§ What is required
Below are records to be reproduced exactly and in full.

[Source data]
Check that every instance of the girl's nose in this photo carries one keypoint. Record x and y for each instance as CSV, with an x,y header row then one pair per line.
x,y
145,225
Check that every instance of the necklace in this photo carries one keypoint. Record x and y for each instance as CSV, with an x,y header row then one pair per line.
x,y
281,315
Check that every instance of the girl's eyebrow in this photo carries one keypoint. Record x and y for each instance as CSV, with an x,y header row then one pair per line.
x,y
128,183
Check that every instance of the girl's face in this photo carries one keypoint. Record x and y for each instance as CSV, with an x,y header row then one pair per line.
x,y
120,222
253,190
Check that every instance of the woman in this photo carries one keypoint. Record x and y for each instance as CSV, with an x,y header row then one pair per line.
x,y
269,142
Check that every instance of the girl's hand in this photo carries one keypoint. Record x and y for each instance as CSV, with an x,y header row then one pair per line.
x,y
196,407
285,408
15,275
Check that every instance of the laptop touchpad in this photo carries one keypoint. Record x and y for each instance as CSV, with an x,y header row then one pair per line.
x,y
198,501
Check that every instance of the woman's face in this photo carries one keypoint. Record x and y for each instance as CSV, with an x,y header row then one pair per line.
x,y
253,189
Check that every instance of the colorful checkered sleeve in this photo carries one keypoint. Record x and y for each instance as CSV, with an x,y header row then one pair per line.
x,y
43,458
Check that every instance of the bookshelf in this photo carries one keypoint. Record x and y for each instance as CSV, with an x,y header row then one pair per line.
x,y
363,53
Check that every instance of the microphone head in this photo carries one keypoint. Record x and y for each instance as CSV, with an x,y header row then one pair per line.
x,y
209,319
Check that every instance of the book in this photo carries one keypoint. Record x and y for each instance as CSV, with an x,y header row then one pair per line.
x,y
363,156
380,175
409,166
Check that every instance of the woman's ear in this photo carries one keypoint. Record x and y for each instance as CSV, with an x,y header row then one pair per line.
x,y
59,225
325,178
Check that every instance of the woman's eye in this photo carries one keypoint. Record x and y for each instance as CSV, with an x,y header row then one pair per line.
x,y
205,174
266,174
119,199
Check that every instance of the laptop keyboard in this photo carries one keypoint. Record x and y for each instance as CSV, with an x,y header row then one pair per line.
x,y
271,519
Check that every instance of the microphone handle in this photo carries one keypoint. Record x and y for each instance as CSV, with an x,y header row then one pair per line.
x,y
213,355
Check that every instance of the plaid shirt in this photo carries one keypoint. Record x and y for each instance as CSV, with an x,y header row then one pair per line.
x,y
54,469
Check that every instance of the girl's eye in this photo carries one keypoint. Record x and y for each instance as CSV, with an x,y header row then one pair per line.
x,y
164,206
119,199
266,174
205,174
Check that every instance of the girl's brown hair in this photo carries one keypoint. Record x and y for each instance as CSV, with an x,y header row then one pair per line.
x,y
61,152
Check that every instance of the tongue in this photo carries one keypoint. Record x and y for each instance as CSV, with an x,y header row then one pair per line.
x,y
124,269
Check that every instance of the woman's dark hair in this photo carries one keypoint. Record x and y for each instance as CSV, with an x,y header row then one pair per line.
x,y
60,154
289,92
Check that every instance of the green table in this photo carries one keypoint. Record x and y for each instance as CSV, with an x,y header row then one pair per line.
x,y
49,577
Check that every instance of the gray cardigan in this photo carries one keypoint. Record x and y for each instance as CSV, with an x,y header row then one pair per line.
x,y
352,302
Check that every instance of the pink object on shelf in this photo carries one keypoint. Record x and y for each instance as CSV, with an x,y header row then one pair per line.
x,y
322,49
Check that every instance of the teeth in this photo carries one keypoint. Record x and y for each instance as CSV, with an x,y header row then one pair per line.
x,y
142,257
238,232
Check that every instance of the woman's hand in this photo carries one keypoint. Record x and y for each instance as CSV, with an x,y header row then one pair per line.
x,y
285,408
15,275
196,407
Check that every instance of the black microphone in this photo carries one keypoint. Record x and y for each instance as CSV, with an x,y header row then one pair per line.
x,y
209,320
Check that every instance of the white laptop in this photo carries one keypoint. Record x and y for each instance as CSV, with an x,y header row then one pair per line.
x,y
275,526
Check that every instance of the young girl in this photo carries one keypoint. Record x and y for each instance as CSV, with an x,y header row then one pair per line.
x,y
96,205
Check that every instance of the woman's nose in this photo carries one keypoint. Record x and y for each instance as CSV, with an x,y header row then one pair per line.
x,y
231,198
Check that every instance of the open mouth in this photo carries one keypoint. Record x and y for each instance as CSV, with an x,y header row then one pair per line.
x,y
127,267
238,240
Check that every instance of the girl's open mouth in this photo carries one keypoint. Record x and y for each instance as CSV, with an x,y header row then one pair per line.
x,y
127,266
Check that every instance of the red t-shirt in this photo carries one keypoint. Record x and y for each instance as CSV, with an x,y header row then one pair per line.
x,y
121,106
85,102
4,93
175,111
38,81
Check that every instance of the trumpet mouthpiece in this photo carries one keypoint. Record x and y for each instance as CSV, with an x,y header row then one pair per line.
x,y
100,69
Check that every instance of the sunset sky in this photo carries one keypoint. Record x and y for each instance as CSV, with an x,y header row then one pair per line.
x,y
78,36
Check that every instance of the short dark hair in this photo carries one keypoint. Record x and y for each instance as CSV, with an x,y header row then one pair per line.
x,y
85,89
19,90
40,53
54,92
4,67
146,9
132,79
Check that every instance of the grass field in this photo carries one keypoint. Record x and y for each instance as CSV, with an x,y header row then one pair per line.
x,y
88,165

§ Finished task
Check that every instance of the girl's nose in this photo carries one keypoint. Record x and y for each instance as CSV, with an x,y header row then one pair per line.
x,y
145,225
Check that every instance of the necklace in this photo carries one keypoint. Record x and y for each instance as CSV, with an x,y header row then one pair per line.
x,y
281,315
Check that every instance of the girl's eyebrow in this photo carries one keypoint. Record x and y for each instance as CSV, with an x,y header row then one pair per line.
x,y
128,183
Check that every instance of the girl's face in this photo carries one keypoint. Record x and y for each instance as CSV, with an x,y header row then one pair per line.
x,y
120,222
253,190
Check that every instance of the woman in this photo carries one keypoint. Record x and y for each instance as CSV, with an x,y header row then one pair per line.
x,y
269,142
Check that every instance of the girl's hand in this photo carries one keypoint. Record x and y for each instance as CSV, with an x,y header row then one pair per line.
x,y
196,407
285,408
15,275
Check that every instance of the laptop touchpad in this photo carries one keypoint. Record x and y for each instance as CSV, with an x,y header row then one pair per line.
x,y
198,501
Check that every instance of the woman's face in this photo carries one keypoint. Record x and y for each instance as CSV, with an x,y header row then one pair per line.
x,y
253,189
Check that every instance of the colorful checkered sleeve in this photo carries one keypoint. Record x and y for each instance as CSV, with an x,y header row then one pair per line.
x,y
43,458
Check that every instance of the bookshelf in this photo carries one keypoint. Record x and y for each instance as CSV, with an x,y header row then one pair per line.
x,y
363,53
Check that every instance of the microphone head in this photo carries one keypoint. Record x and y for each instance as CSV, with an x,y header row then one pair per line.
x,y
209,319
Check that every instance of the book in this photo carries one keypoint. Record x and y for each instance as CSV, with an x,y header row then one pair per line.
x,y
363,156
380,175
409,166
Check that every instance of the woman's ear in this photo carries one keypoint. Record x and y for each instance as CSV, with an x,y header row then one pair per line.
x,y
59,225
325,178
Check that every instance of the woman's eye in this photo carries one keypoint. Record x and y for each instance as CSV, with an x,y header row then one pair per line.
x,y
205,174
266,174
119,199
Check that every instance of the laptop keyboard in this photo carries one keypoint. Record x and y for each instance as CSV, with an x,y header row then one pair per line.
x,y
271,519
Check that every instance of the microphone handle in this photo carries one keypoint. Record x and y for each instance as CSV, with an x,y header row then one pair per line.
x,y
213,355
Check that every instance of the plaid shirt in this photo carries one keypoint. Record x and y for each instance as CSV, with an x,y header row then one pair per line.
x,y
54,469
Check that every instance of the girl's eye in this photo carries one keypoint. Record x and y for each instance as CSV, with an x,y header row then one pair per line.
x,y
164,206
119,199
266,174
205,174
Check that every instance of the girl's brown hair in this photo carries one keypoint. Record x and y for each instance as CSV, with an x,y header row then one pair per line.
x,y
61,152
Check that every instance of the tongue in this photo carries one keypoint. Record x and y for each instance as CSV, with an x,y header row then one pair per line.
x,y
124,269
Check that every instance of the woman's dark hair in this photo carries one keypoint. Record x and y for each instance as CSV, with an x,y header row then one pair per line.
x,y
60,154
289,92
Check that every instance of the green table in this photo carries one keypoint. Record x and y for each instance as CSV, with an x,y header row then one pair per line.
x,y
49,577
Check that every instance of the gray cardigan in this photo carries one keypoint. Record x and y for each instance as CSV, with an x,y header row then one pair per line.
x,y
352,302
Check that every instance of the pink object on shelf in this photo carries one keypoint. Record x and y for each instance as CSV, with an x,y header row then one pair per line.
x,y
322,49
Check that every instance of the teeth in this photo carries one keypoint. Record x and y for each instance as CSV, with an x,y header row then one pair per line.
x,y
142,257
238,232
Check that every instance of the woman's hand in this photo carries one keypoint. Record x and y for each instance as CSV, with an x,y header row then one pair per line.
x,y
285,408
15,275
196,407
Check that every instance of the black microphone in this photo carries one keypoint. Record x and y for each instance as CSV, with an x,y header row then one pair per line.
x,y
209,320
Check that every instance of the white laptop in this photo carries one keypoint. Record x and y for each instance as CSV, with an x,y header row then one pair per line.
x,y
275,526
Check that every instance of the young girl in this photo carries one keypoint. Record x and y for each instance as CSV, with an x,y header row then one pair per line.
x,y
96,205
Check that every instance of the woman's nose in this photo carries one keypoint. Record x and y for each instance as CSV, with an x,y header row then one pair per line.
x,y
231,198
Check that every instance of the open mouth in this photo carries one keypoint. Record x and y for each instance as CSV, with an x,y header row then one pair per line.
x,y
127,267
238,240
Check that every instance of the girl's open mouth in this photo carries one keypoint. Record x and y for each instance as CSV, with an x,y header row then one pair per line.
x,y
127,266
Check that every instance of the red t-shirt in this photo carries one keypoint. Record x and y for each instance as CSV, with an x,y header row then one pair per line.
x,y
121,106
85,102
4,93
175,111
38,81
Check that every instance of the trumpet mouthpiece in this photo carries one keypoint. Record x and y for each instance as CSV, with an x,y header row then one pair per line.
x,y
100,69
Check that every instance of the sunset sky in this photo carries one keypoint. Record x and y for each instance as CSV, with an x,y header row then one pair per line.
x,y
78,36
Check that every instance of the short dark hair in this photo carries one keypoint. Record x and y for each instance as CSV, with an x,y header row then one pair per line.
x,y
85,89
19,90
40,53
54,92
4,67
146,9
132,79
Check that every instance of the grass field in this photo carries one keypoint. Record x and y for each instance as CSV, with an x,y header row then one pair per line.
x,y
88,165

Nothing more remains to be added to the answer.